[GIVEN INSTRUCTION]
Show each line of the data below that contains the word "yellow", copied unchanged.

┌──

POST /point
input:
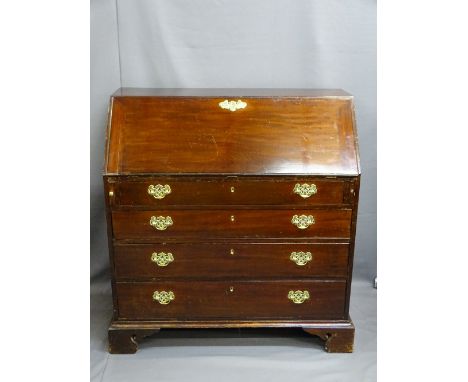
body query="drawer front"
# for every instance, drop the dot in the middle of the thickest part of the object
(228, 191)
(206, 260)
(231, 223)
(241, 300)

└──
┌──

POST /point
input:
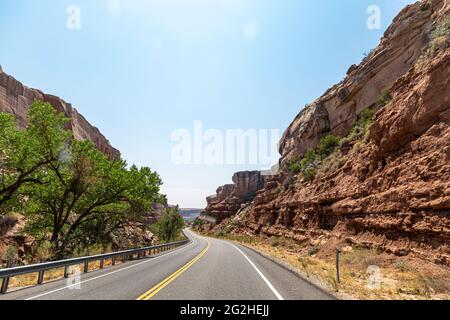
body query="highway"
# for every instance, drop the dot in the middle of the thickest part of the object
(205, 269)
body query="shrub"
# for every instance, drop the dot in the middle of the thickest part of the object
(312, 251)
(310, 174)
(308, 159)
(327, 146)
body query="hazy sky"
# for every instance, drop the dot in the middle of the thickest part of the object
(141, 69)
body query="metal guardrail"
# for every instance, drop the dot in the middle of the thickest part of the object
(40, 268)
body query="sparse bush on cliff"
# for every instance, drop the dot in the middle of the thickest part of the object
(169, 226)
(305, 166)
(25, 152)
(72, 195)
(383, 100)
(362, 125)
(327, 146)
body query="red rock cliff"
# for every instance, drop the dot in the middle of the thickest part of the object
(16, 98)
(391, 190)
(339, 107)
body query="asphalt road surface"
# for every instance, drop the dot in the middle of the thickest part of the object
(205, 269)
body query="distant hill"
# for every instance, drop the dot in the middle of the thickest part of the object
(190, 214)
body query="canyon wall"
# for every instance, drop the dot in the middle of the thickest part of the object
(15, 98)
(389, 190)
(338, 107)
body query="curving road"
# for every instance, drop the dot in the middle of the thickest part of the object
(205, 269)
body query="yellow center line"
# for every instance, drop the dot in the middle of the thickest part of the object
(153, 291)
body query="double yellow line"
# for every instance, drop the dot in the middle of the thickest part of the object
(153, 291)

└──

[EXERCISE SOLUTION]
body query="yellow center line"
body query="double yellow line"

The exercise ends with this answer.